**WHAT YOU WILL DO**: Reproduce every one of the lines below word for word, omitting the pictures from your answer.

+++ EXTRACTED INFORMATION

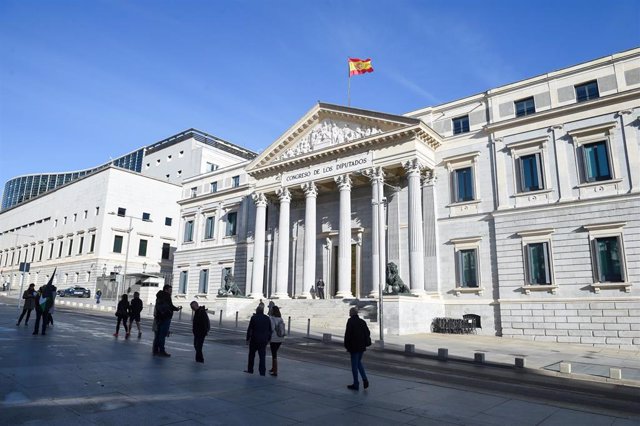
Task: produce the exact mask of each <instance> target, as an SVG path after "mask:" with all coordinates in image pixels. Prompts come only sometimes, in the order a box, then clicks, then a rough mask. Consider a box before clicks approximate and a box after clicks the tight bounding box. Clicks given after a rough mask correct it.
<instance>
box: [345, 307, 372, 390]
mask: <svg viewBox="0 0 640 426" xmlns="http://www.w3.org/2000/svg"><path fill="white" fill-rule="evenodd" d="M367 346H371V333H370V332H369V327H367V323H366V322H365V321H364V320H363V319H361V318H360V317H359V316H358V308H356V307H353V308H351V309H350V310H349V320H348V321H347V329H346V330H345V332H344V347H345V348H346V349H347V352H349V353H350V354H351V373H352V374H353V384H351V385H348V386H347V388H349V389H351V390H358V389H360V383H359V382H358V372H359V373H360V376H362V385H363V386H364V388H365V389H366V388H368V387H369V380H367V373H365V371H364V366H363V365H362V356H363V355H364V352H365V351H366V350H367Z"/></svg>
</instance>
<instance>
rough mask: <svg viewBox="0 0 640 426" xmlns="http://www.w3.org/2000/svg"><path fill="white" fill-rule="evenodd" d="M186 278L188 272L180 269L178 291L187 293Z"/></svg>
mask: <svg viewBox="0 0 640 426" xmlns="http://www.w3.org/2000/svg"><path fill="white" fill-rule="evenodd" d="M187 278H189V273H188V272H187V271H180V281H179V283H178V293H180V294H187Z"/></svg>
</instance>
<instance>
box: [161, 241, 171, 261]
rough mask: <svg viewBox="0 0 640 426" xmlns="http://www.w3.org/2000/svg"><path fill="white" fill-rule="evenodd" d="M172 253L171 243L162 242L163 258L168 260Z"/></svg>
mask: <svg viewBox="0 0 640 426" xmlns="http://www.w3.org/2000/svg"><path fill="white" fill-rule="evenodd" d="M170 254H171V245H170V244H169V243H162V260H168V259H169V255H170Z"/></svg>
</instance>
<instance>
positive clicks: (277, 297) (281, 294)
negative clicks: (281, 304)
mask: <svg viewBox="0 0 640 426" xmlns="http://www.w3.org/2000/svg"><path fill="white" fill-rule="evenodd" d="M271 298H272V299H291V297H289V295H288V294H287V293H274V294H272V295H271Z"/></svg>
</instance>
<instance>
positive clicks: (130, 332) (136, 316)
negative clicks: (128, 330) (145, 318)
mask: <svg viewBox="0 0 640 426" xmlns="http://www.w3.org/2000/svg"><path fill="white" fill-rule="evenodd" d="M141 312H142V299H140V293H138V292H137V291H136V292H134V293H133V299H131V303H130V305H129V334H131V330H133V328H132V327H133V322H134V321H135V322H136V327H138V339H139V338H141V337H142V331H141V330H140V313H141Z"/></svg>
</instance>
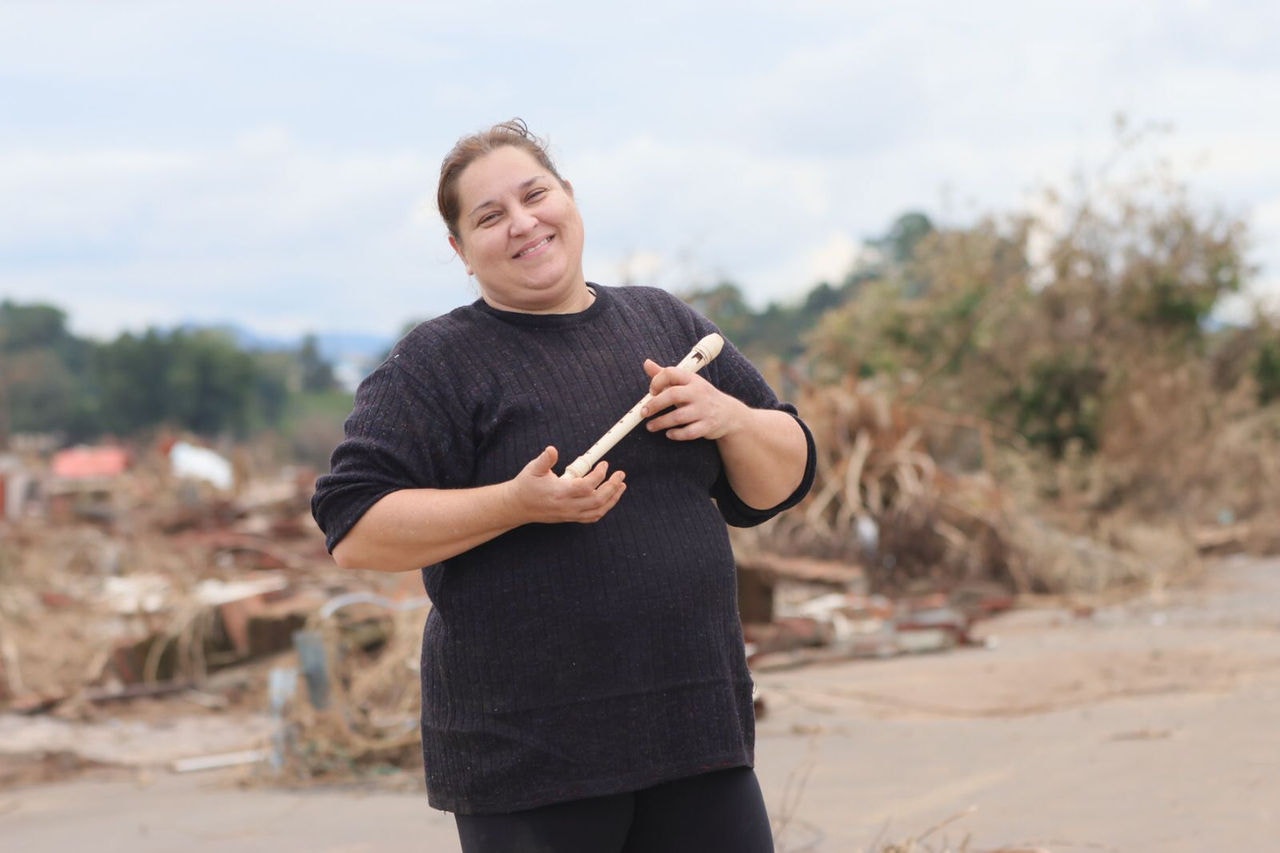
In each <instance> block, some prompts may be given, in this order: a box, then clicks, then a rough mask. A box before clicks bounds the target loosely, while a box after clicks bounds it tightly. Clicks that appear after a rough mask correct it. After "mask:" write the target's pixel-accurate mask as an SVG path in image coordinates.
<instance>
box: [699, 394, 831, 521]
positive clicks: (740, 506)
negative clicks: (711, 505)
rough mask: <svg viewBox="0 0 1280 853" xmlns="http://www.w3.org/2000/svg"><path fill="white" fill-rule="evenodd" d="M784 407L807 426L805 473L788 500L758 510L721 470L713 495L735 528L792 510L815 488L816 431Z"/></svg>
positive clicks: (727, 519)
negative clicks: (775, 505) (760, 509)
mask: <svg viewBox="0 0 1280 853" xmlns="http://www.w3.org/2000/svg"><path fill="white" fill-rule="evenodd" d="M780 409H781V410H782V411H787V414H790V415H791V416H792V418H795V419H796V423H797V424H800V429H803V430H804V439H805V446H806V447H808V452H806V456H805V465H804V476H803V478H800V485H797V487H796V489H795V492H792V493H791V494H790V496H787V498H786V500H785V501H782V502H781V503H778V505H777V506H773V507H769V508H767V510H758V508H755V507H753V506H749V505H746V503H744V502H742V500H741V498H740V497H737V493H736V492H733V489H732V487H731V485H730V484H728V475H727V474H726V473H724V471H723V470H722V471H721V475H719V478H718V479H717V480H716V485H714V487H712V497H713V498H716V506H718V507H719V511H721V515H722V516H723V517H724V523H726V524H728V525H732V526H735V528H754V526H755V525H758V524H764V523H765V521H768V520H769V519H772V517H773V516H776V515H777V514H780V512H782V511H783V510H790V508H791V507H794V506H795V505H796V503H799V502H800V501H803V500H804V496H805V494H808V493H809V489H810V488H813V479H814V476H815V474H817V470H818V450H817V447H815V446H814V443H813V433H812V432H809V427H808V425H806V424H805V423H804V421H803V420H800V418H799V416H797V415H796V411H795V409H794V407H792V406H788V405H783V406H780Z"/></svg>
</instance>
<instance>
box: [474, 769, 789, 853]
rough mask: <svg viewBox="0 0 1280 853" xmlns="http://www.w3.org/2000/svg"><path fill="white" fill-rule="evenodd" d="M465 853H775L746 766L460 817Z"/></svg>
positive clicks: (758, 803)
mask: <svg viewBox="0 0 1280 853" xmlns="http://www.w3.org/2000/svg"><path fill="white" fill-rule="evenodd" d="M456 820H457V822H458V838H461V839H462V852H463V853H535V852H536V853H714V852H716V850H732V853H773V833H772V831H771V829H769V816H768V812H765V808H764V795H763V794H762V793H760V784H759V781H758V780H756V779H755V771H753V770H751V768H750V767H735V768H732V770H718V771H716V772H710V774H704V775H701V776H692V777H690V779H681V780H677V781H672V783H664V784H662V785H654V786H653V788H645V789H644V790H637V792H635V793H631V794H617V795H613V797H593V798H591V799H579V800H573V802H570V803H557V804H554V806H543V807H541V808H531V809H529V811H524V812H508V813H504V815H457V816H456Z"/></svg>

++++++

**RESULT FOR THIS TASK**:
Task: produce the exact mask of each <instance> target, as an SVG path after "mask:" with all coordinates in image pixels. Prompts come only sometimes, in the order a box, then clicks, then a rough mask. Consider a box before clicks approximate and a box after clicks the tight bounding box. Clicks given after a rough mask correct it.
<instance>
box: [345, 307, 372, 390]
mask: <svg viewBox="0 0 640 426" xmlns="http://www.w3.org/2000/svg"><path fill="white" fill-rule="evenodd" d="M367 346H371V333H370V332H369V327H367V323H366V322H365V321H364V320H363V319H361V318H360V317H359V316H358V308H356V307H353V308H351V309H350V310H349V320H348V321H347V329H346V330H345V332H344V347H345V348H346V349H347V352H349V353H350V354H351V373H352V374H353V384H351V385H348V386H347V388H349V389H351V390H358V389H360V383H359V382H358V372H359V373H360V376H362V385H363V386H364V388H365V389H366V388H368V387H369V380H367V373H365V371H364V366H363V365H362V356H363V355H364V352H365V351H366V350H367Z"/></svg>
</instance>
<instance>
rough mask: <svg viewBox="0 0 640 426" xmlns="http://www.w3.org/2000/svg"><path fill="white" fill-rule="evenodd" d="M186 278L188 272L180 269L178 291L187 293Z"/></svg>
mask: <svg viewBox="0 0 640 426" xmlns="http://www.w3.org/2000/svg"><path fill="white" fill-rule="evenodd" d="M187 278H189V273H188V272H187V271H180V281H179V283H178V293H180V294H187Z"/></svg>
</instance>
<instance>
box: [161, 241, 171, 261]
rough mask: <svg viewBox="0 0 640 426" xmlns="http://www.w3.org/2000/svg"><path fill="white" fill-rule="evenodd" d="M172 253L171 243L162 242L163 258L168 260Z"/></svg>
mask: <svg viewBox="0 0 640 426" xmlns="http://www.w3.org/2000/svg"><path fill="white" fill-rule="evenodd" d="M170 254H171V245H170V244H169V243H162V260H168V259H169V255H170Z"/></svg>
</instance>
<instance>
positive clicks: (277, 297) (281, 294)
negative clicks: (281, 304)
mask: <svg viewBox="0 0 640 426" xmlns="http://www.w3.org/2000/svg"><path fill="white" fill-rule="evenodd" d="M271 298H272V299H291V297H289V295H288V294H287V293H274V294H272V295H271Z"/></svg>
</instance>
<instance>
positive clicks: (130, 332) (136, 316)
negative clicks: (128, 330) (145, 318)
mask: <svg viewBox="0 0 640 426" xmlns="http://www.w3.org/2000/svg"><path fill="white" fill-rule="evenodd" d="M141 312H142V299H140V293H138V292H137V291H136V292H134V293H133V299H131V303H130V305H129V334H131V330H133V328H132V327H133V322H134V321H135V322H136V327H138V339H139V338H141V337H142V331H141V330H140V313H141Z"/></svg>
</instance>
In each <instance> block, some prompts may be given, in this order: a box, then clicks, then a rough mask. A box before clicks bounds the target loosely, while a box after clicks bounds it tightly. Clicks that appear after a rough mask correct it. After "mask:" write the target's pixel-accurate mask as an SVG path in image coordinates.
<instance>
box: [699, 394, 831, 521]
positive clicks: (740, 506)
negative clicks: (711, 505)
rough mask: <svg viewBox="0 0 1280 853" xmlns="http://www.w3.org/2000/svg"><path fill="white" fill-rule="evenodd" d="M784 407L807 426L805 473L788 500L758 510L721 470L713 495L735 528L792 510L815 488L816 431Z"/></svg>
positive clicks: (727, 519)
negative clicks: (775, 505) (760, 509)
mask: <svg viewBox="0 0 1280 853" xmlns="http://www.w3.org/2000/svg"><path fill="white" fill-rule="evenodd" d="M780 409H781V410H782V411H787V414H790V415H791V416H792V418H795V419H796V423H797V424H800V429H803V430H804V439H805V446H806V447H808V452H806V456H805V465H804V476H803V478H800V485H797V487H796V489H795V492H792V493H791V494H790V496H787V498H786V500H785V501H782V502H781V503H778V505H777V506H773V507H769V508H767V510H758V508H755V507H753V506H749V505H746V503H744V502H742V500H741V498H740V497H737V493H736V492H733V489H732V487H731V485H730V484H728V475H727V474H726V473H724V471H723V470H722V471H721V475H719V478H718V479H717V480H716V485H714V487H712V497H713V498H716V506H718V507H719V511H721V515H722V516H723V517H724V523H726V524H728V525H732V526H735V528H754V526H755V525H758V524H764V523H765V521H768V520H769V519H772V517H773V516H776V515H777V514H780V512H782V511H783V510H790V508H791V507H794V506H795V505H796V503H799V502H800V501H803V500H804V496H805V494H808V493H809V489H810V488H813V479H814V476H815V474H817V470H818V450H817V447H815V446H814V443H813V433H812V432H809V427H808V425H806V424H805V423H804V421H803V420H800V418H799V416H797V415H796V411H795V409H794V407H792V406H788V405H783V406H780Z"/></svg>
</instance>
<instance>
box: [474, 769, 789, 853]
rough mask: <svg viewBox="0 0 1280 853" xmlns="http://www.w3.org/2000/svg"><path fill="white" fill-rule="evenodd" d="M465 853H775L746 766L460 817Z"/></svg>
positive clicks: (758, 803)
mask: <svg viewBox="0 0 1280 853" xmlns="http://www.w3.org/2000/svg"><path fill="white" fill-rule="evenodd" d="M456 820H457V822H458V838H461V839H462V852H463V853H535V852H536V853H714V852H716V850H732V853H773V833H772V831H771V829H769V816H768V812H765V808H764V795H763V794H762V793H760V784H759V781H758V780H756V779H755V771H753V770H751V768H750V767H735V768H732V770H718V771H716V772H710V774H704V775H701V776H692V777H690V779H681V780H677V781H672V783H664V784H662V785H654V786H653V788H645V789H644V790H637V792H635V793H631V794H617V795H613V797H593V798H591V799H579V800H573V802H570V803H557V804H554V806H543V807H541V808H531V809H529V811H524V812H508V813H504V815H457V816H456Z"/></svg>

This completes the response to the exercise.